An athlete and laborer
Born in Toronto in 1935, Stroud was the youngest of two sons born to William Stroud, a salesman for a clothing company, and Florence Stroud. Both were from families that had immigrated to Canada from England.
At just age 10, he started working summers as a farmhand, operating tractors, mowers, binders and hay elevators. At 18, he left farming to work for the Canadian National Railway, stringing and replacing telegraph wire in remote areas of Ontario.
In high school and college, he was a star athlete. At Toronto’s East York Collegiate Institute, he was the starting point guard in basketball and the starting quarterback in football. Then, at the University of Toronto, where he majored in philosophy, he was a starting point guard on the campus’s Division 1 varsity basketball team.
“Through Barry’s physical prowess and athletic achievements, he cultivated a work ethic, competence and confidence that contributed enormously to his distinctive academic and intellectual achievements,” said his daughter, Martha Stroud, associate director of the University of Southern California’s Shoah Foundation Center for Advanced Genocide Research.
And that athleticism carried through into his adult life: “In addition to years of regular basketball games and low-handicap golf outings, he ran and then walked six miles a day through Tilden Park,” she said.
After earning a bachelor’s degree in philosophy from the University of Toronto in 1958, he went to Harvard University on a Woodrow Wilson fellowship. There he met Janice Goldman, a doctoral student in sociology. The two married in 1960 at Cambridge City Hall.
They moved out West when Stroud was hired as an assistant professor of philosophy at UC Berkeley in 1961 and went on to have three daughters. Their marriage ended in 1979.
Lifelong Venetian love affair
In 1975, Stroud became a tenured professor, and went on to serve three separate stints as chair of the philosophy department over the next decade and a half. After several sabbaticals at the University of Oxford in England, he spent a sabbatical in Venice and fell in love with the Northern Italian city and its people.
“He promptly set out to learn Italian, a language he had never previously studied, and developed a profound love for Venice and Venetians, and traveled regularly to Venice for the rest of his life, most recently in December 2018,” Sarah Stroud said.

[Dataset entries]
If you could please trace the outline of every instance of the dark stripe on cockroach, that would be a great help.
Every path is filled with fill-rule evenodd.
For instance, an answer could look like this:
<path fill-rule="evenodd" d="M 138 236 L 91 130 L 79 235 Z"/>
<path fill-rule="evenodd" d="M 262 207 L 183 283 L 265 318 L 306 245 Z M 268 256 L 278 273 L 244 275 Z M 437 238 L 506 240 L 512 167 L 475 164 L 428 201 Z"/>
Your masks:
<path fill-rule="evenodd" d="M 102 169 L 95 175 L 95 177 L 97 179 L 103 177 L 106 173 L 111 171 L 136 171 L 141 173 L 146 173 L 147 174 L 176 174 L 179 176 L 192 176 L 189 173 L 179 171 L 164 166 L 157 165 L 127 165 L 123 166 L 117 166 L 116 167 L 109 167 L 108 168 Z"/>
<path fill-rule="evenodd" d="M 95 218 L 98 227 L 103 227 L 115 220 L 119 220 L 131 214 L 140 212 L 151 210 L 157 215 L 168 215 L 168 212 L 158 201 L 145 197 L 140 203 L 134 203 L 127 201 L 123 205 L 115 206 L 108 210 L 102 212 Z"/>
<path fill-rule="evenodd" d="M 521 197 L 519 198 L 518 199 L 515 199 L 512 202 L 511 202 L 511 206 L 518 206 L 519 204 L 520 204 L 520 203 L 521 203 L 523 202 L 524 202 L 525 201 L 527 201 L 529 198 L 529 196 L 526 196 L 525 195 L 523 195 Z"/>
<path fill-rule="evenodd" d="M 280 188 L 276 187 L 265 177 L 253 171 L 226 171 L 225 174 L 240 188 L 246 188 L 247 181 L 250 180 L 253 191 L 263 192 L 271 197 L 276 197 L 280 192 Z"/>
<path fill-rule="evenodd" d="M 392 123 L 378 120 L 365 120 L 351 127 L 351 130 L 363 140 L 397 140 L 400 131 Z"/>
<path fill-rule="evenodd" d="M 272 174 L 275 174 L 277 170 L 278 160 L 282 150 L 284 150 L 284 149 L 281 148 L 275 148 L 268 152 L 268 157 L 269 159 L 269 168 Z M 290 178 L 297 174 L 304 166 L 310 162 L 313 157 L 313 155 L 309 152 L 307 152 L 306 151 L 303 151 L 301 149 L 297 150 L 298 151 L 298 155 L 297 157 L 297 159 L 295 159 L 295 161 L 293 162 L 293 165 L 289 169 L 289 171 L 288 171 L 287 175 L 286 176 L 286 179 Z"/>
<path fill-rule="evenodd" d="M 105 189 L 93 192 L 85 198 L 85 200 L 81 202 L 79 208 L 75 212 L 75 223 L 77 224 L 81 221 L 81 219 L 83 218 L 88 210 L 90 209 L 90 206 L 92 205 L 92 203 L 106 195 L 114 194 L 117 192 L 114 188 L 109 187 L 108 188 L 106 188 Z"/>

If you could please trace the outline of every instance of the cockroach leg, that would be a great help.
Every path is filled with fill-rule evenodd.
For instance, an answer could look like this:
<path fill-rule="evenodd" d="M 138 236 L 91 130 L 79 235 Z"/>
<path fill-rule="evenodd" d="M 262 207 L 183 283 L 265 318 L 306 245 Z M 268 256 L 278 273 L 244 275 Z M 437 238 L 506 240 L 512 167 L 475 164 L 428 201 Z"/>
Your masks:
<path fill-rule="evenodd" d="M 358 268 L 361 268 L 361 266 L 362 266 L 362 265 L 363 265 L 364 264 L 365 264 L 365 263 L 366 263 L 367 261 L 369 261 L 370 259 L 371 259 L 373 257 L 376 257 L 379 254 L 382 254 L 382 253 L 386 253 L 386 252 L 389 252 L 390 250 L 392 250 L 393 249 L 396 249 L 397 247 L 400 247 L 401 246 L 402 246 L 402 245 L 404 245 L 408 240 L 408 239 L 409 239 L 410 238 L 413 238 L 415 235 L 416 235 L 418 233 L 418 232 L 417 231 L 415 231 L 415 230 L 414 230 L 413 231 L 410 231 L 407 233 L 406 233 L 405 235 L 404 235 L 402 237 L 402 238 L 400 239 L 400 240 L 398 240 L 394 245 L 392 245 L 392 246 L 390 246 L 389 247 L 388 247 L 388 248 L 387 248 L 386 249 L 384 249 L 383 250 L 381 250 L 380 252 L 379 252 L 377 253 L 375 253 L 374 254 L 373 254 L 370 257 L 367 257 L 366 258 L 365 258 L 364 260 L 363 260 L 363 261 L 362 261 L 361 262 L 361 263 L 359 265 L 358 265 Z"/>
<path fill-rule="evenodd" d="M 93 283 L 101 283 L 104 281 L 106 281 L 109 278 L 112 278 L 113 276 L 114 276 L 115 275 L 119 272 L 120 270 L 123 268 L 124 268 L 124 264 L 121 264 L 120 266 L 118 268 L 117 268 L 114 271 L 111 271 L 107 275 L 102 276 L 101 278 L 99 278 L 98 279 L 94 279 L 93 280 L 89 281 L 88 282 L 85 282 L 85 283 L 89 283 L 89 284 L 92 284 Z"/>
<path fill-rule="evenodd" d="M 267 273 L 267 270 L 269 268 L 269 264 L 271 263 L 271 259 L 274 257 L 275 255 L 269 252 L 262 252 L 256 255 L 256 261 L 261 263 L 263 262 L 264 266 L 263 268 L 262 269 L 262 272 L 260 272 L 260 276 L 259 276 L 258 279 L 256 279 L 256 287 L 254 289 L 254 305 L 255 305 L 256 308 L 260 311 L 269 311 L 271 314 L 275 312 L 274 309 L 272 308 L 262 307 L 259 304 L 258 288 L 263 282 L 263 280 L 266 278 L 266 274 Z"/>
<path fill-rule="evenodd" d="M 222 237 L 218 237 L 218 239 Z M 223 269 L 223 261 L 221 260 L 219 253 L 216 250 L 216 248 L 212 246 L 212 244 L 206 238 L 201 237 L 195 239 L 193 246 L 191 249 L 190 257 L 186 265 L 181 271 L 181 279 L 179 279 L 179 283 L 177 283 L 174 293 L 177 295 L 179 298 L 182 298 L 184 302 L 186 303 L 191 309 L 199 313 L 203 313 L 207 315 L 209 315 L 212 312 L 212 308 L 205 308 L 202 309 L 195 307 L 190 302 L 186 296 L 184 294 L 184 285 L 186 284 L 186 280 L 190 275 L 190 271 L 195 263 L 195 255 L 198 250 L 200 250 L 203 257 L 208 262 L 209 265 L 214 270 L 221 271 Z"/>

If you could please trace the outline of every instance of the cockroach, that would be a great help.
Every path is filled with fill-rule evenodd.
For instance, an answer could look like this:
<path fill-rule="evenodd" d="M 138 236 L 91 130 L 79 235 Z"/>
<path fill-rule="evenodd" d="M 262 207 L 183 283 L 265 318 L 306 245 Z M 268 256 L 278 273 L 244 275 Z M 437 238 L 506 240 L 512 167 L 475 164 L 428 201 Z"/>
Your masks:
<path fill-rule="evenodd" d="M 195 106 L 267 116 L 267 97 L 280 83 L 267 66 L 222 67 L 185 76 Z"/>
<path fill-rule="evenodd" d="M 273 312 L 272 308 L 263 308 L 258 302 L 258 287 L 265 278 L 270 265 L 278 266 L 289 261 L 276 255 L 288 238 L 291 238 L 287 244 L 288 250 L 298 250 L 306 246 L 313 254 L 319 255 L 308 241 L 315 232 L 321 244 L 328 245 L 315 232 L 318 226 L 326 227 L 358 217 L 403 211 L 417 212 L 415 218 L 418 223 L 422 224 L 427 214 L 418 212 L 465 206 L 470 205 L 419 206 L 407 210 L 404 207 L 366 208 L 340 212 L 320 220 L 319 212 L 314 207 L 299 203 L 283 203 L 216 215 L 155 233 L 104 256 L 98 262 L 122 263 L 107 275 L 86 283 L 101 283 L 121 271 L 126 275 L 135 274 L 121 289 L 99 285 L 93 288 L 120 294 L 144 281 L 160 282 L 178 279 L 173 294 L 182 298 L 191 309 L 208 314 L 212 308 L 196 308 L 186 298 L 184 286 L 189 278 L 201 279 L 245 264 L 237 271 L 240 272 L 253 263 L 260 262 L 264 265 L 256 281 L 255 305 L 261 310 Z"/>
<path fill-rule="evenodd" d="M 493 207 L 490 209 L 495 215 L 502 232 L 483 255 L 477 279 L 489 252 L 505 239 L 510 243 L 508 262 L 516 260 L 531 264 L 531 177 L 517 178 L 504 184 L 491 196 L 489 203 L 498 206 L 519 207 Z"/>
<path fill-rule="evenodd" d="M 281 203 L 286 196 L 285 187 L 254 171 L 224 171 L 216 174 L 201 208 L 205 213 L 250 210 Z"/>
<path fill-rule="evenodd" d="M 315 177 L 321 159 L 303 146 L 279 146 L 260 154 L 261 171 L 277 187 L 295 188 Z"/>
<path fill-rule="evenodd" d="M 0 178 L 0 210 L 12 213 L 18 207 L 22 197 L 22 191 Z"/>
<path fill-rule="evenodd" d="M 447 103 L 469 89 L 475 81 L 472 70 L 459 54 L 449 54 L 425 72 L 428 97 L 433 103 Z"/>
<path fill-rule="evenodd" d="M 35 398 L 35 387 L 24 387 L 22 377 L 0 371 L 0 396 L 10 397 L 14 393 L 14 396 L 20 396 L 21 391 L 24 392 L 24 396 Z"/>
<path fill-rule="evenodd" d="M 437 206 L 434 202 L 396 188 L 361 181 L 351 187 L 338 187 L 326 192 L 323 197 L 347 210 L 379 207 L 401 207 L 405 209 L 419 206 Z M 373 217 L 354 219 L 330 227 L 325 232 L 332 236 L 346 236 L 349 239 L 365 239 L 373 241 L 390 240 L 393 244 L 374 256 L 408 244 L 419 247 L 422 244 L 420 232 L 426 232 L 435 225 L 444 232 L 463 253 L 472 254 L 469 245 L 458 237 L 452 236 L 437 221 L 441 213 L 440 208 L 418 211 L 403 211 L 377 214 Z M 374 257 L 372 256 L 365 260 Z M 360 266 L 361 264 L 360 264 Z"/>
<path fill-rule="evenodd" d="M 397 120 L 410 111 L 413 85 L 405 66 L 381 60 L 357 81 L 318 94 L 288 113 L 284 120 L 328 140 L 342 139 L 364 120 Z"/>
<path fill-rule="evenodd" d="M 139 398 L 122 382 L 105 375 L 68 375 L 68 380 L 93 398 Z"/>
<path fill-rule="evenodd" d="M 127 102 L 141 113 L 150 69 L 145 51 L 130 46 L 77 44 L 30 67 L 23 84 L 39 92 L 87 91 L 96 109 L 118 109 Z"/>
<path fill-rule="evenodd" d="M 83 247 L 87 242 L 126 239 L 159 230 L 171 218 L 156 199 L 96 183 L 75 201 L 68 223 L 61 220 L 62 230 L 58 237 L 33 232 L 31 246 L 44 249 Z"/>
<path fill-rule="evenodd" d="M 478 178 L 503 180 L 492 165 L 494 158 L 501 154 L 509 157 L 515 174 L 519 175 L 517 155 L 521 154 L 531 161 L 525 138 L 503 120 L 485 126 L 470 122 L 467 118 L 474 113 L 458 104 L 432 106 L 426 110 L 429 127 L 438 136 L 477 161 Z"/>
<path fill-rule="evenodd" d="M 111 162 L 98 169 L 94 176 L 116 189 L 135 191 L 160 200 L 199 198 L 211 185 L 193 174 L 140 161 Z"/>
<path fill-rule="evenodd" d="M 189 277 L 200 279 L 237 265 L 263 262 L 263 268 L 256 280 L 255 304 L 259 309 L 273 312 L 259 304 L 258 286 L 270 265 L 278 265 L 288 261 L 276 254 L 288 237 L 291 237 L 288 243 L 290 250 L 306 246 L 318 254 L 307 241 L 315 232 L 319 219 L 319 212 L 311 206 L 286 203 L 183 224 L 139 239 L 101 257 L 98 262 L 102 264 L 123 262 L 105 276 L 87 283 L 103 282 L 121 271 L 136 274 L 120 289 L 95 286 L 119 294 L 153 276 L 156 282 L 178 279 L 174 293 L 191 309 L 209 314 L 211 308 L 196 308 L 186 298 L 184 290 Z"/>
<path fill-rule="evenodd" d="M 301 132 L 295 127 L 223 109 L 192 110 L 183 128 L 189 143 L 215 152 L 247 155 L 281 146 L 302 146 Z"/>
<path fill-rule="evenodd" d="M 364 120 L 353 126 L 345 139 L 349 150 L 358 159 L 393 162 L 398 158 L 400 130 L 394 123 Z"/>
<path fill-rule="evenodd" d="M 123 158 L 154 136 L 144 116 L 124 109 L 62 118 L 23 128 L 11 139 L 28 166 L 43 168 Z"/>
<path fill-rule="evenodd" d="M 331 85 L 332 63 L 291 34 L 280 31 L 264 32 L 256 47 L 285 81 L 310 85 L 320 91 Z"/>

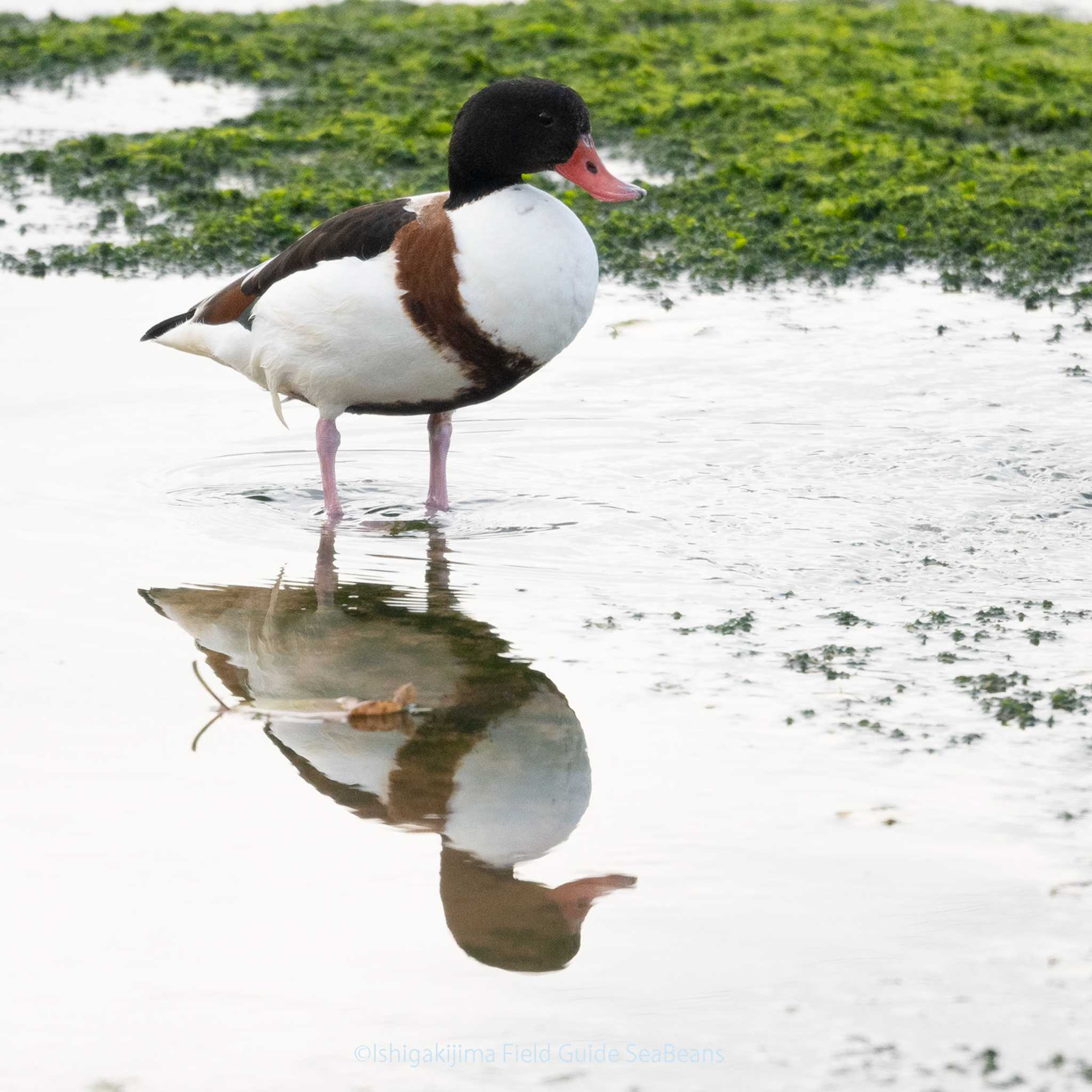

EXPLORE THE MATERIAL
1) Translate this sentence from the profile of Barry Stroud into Spanish: "The two married in 1960 at Cambridge City Hall."
2) Answer these questions using the profile of Barry Stroud:
(a) What was William Stroud's job?
(b) In what year did UC Berkeley hire Stroud as an assistant professor of philosophy?
(c) When was Stroud's most recent trip to Venice?
3) Resume the profile of Barry Stroud, picking up right after its final sentence.

OUTPUTS BY TASK
1) Los dos se casaron en 1960 en el Ayuntamiento de Cambridge.

2)
(a) He was a salesman for a clothing company.
(b) 1961.
(c) December 2018.

3)
Over the next three decades, his academic career at Berkeley flourished as he shaped generations of young philosophers and received honors, including fellowships from the Guggenheim Foundation, the American Academy of Arts and Sciences and the British Academy. From 1995 to 1996, he served as president of the American Philosophical Association.
Meanwhile, his visiting professorships and guest lectures took him around the world, including to the University of Oslo, the University of Athens, National Autonomous University of Mexico, and to Brazil and Argentina.
In 2007 at Berkeley, Stroud was named the Willis S. and Marion Slusser Professor of Philosophy, a position he held until his retirement in 2016. He continued to teach and advise until weeks before his death.
In an online tribute to Stroud, John Tasioulas, a professor of politics, philosophy and law at England’s King’s College London, tweeted this:
“All too often philosophers portray themselves as having it all figured out, a glibness of attitude that is starkly at odds with the difficulty and persistence of philosophical problems. One of the greatest opponents of this glibness in our day was Barry Stroud. RIP.”
Stroud is survived by his daughters, Sarah Stroud, of Chapel Hill, North Carolina, Julie Stroud of Berkeley and Martha Stroud of Los Angeles; his brother, Ronald Stroud and sister-in law Helen Stroud, of Berkeley; son-in-law Daniel Hellerman; a niece, nephew and two grandchildren.
A campus memorial for Stroud will be held on Nov. 2. Details about the time and location will be posted on the Department of Philosophy’s website.